# DIRECTIVE 1
In the article on data normalization, condense the paragraph beginning "What makes this data problematic?" into a short bulleted list that keeps its main facts.
# DIRECTIVE 2
From the article on data normalization, reproduce the part that opens with the words containing "There are also" and closes with "in Table 2.", swapping "line items" for "entries".

# READING PASSAGE
Do We Need Data Normalization Anymore?
A database professor from college taught my class to memorize E. F. Codd’s three normal forms of large, shared data as “the key, the whole key and nothing but the key.” Folks with many different roles in information technology — including developers, database administrators, domain modelers, business stakeholders — routinely come into contact with data normalization. For them, normalization is as normal as breathing.
Yet as the database landscape becomes more diverse and hardware becomes more powerful, we might wonder whether the practice of data normalization is necessary anymore. Should we be fretting over optimizing data storage and querying so that we return the minimum amount of data? If so, do certain data structures make it more vital to solve those problems than others?
What Is Data Normalization?
The process of data normalization optimizes data structures in a relational database to ensure data integrity and query efficiency. It reduces redundancy and improves accuracy by way of a prescribed series of steps to normalize the structure, producing what’s called the “normal forms.” At its core, data normalization helps avoid data anomalies that occur when creating new data (Insert), updating existing data (Update), or deleting data (Delete).
Such anomalies cause challenges for keeping data values in sync (integrity). The normalization steps entail verifying foreign keys (links to related data), separating unrelated entities to other tables and inspecting the rows and columns as a unified data object. While the full list of normalization steps is rather rigorous, we will focus on those most commonly applied in business practice:
- First normal form (1NF)
- Second normal form (2NF)
- Third normal form (3NF)
I recently came across a coffee shop data set that seems to be a good fit for us. Table 1 features data that was from the repository. I have also created a GitHub repository using this sample data, which pertains to sales made to customers for food and beverage items.
Table 1. The receipt table as unnormalized data
What makes this data problematic? If we try to insert a new row into this data, we could inadvertently produce a duplicate customer. Worse yet, to avoid doing that, we would have to gather all the information on customer, products and receipt date/time. If we needed to update or delete the products purchased on the receipt, we would need to sort through each product column in the list to find the value.
First Normal Form — The Key
For the first step in our “key, the whole key and nothing but the key,” a table should have a primary key (a single column or set of columns) that ensures each row is unique. Each column in a row should also contain only a single value – in other words, no nested tables. In a written ledger, some of the columns in Table 1 could be considered business keys or natural keys. But they wouldn’t be primary keys, because none of them is guaranteed to be 1) unique, and 2) present.
Our example data set needs some work to get it to first normal form (1NF). While we can get unique rows with a combination of date/time or maybe date/time/customer, it is often much simpler to reference rows with a generated unique value of some sort. Let’s do that by adding a transaction_id field to our receipt table.
There are also several rows that have more than one item ordered (transaction_id 156 and 199), so a few columns have line items with more than one value. We can correct this by separating the rows with multiple values into separate rows. This results in the 1NF data depicted in Table 2.
Table 2. The receipt table in first normal form (1NF)
Table 3. The key values from Table 2
With 1NF data, a composite (multicolumn) key uniquely identifies a row by the combination of transaction_id and line_item_id, as a single receipt cannot contain multiple line items numbered No. 1. Table 3 depicts a part of Table 2, boiled down to those primary key values.
Each combination of those two values is unique. We have applied first normal form to our data, but we still have some potential data anomalies. If we wanted to add a new receipt, we might need to create multiple lines, depending on how many line items it contained and duplicate transaction_id, date, time, and other information on each row. Updates and deletes cause similar problems because we would need to ensure we get all the rows affected for data to be consistent.

# LISTING
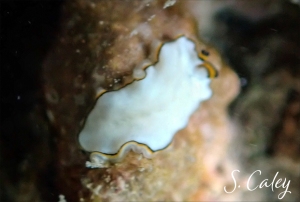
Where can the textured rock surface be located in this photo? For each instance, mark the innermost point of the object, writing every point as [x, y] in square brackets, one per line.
[99, 46]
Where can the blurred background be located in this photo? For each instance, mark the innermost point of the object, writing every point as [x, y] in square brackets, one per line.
[259, 39]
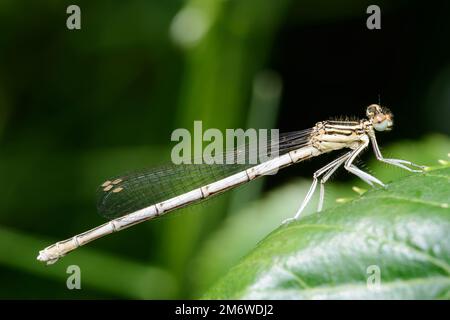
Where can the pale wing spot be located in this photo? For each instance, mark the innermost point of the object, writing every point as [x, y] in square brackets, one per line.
[106, 183]
[117, 190]
[117, 181]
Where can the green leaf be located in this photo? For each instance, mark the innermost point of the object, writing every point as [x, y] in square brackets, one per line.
[399, 235]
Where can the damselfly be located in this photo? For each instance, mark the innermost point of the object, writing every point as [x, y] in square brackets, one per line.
[144, 195]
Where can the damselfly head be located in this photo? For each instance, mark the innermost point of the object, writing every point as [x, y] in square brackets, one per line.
[381, 118]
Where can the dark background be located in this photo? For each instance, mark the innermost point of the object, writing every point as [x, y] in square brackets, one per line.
[79, 106]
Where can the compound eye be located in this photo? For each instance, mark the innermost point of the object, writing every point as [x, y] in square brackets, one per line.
[384, 125]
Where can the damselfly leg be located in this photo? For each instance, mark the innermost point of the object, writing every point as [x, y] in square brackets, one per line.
[395, 162]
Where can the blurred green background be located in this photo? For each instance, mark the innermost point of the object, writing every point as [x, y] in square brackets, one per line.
[79, 106]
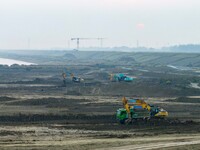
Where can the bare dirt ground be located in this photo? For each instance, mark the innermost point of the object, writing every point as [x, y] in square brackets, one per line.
[38, 112]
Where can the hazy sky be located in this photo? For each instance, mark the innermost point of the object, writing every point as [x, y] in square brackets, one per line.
[45, 24]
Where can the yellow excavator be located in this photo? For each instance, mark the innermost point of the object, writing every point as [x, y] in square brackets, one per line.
[73, 78]
[139, 109]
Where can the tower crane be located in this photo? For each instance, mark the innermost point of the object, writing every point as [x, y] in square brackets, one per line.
[78, 40]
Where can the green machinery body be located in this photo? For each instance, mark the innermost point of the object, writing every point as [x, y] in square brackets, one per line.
[122, 114]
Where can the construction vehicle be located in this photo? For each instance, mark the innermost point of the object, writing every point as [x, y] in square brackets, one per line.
[135, 109]
[120, 77]
[73, 78]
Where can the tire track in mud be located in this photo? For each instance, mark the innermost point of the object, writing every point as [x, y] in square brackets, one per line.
[158, 145]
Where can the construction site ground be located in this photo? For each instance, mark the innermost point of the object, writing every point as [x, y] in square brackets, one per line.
[37, 111]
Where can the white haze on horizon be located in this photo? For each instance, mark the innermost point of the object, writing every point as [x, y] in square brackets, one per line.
[47, 24]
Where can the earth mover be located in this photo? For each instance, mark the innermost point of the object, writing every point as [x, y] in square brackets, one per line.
[136, 109]
[120, 77]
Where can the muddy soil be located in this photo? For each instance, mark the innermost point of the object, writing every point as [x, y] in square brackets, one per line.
[38, 112]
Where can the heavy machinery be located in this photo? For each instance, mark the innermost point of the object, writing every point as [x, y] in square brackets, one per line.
[120, 77]
[73, 78]
[135, 109]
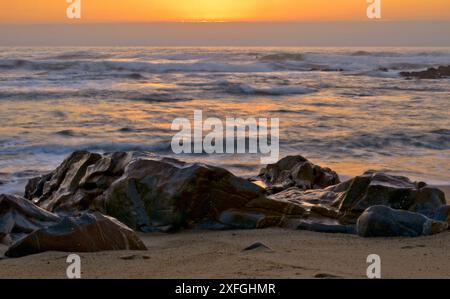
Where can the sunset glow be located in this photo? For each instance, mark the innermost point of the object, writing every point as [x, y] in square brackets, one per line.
[48, 11]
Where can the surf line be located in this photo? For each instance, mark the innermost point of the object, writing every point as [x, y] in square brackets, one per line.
[234, 136]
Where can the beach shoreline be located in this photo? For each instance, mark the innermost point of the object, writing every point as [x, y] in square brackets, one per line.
[220, 255]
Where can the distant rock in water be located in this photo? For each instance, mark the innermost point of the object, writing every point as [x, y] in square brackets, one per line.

# EXERCISE ANSWER 1
- Inserting a new row could accidentally create a duplicate customer.
- Avoiding that would mean gathering all the customer, product and receipt date/time information.
- Updating or deleting products on a receipt would mean searching each product column to find the value.

# EXERCISE ANSWER 2
There are also several rows that have more than one item ordered (transaction_id 156 and 199), so a few columns have entries with more than one value. We can correct this by separating the rows with multiple values into separate rows. This results in the 1NF data depicted in Table 2.